PROBLEM DESCRIPTION – Print, exactly as given, each line of the data from the line containing "the man's nose" up to and including its last line.

--*--

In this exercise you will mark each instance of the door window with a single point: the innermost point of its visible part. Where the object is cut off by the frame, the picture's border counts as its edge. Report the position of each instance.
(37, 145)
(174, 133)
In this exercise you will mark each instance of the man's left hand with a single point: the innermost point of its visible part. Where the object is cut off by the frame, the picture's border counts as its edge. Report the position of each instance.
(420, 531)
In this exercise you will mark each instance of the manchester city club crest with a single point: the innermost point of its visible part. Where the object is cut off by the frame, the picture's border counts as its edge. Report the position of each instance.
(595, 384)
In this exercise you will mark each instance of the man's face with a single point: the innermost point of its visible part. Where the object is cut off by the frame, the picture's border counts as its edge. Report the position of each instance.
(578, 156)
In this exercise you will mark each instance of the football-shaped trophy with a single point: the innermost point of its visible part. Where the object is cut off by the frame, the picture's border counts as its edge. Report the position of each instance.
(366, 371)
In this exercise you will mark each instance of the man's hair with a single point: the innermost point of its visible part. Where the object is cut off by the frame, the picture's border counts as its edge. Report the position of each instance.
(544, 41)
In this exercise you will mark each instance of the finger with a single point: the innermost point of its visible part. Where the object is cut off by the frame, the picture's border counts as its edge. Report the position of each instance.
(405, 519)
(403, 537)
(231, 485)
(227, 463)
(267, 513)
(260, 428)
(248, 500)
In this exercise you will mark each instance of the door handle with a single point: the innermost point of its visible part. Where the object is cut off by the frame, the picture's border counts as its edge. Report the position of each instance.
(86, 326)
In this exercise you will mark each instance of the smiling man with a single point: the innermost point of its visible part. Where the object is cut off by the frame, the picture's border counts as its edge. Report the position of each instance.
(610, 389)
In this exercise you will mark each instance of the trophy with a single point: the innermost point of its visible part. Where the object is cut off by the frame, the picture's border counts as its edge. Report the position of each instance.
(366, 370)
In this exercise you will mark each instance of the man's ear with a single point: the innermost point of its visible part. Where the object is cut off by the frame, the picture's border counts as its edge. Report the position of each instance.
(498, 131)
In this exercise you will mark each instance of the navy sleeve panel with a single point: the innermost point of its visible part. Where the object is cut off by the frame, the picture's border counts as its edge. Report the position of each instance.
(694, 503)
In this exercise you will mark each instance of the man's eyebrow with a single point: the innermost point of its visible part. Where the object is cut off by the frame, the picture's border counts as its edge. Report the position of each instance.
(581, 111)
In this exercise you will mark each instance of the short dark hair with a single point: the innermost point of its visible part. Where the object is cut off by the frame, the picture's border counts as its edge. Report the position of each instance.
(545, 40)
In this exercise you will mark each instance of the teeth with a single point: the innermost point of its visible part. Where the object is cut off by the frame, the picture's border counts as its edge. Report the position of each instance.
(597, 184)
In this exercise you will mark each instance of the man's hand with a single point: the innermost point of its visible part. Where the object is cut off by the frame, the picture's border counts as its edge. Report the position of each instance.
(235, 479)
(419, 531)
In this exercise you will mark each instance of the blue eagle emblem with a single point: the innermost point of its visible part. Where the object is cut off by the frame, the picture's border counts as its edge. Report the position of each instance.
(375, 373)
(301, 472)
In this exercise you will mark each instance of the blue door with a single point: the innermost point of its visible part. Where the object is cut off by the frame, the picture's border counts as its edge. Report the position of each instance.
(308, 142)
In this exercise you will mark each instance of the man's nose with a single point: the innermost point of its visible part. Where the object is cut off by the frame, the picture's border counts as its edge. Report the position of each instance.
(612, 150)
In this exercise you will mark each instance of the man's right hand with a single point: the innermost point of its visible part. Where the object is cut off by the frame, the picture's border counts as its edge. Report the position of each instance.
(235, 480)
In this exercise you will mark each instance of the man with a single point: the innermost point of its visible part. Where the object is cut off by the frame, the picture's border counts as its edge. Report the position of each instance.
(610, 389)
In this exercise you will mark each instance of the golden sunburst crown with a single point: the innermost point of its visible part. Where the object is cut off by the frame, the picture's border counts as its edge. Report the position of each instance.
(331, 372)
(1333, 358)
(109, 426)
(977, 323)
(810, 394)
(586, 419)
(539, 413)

--*--

TASK ANSWER –
In this exercise you will mark each instance of the man's nose with a single point: the innermost point of its visible part. Where the object is cut off by the frame, the picture's border counts as its edge. Report the position of each instance.
(612, 150)
In this exercise you will mark each instance of the man's right hand with a single point: the innermost point of its visible part. Where the object is cut off by the frame, the picture's border counts as its edge. Report the position of each instance.
(235, 480)
In this exercise you will mark each instance of the man with a single point: the innermost point of its visible part. Where the object is cut off by the frame, the picture's border counts as its edge. Report the position of each instance.
(610, 389)
In this exercise you will mark each instance of the golden sunburst crown with a single point: the innermost point of its visible part. Where the object is cut off by the frame, the picture's border counts as its edge. Report the position of each instance.
(331, 372)
(1333, 358)
(109, 426)
(977, 323)
(810, 394)
(586, 419)
(539, 413)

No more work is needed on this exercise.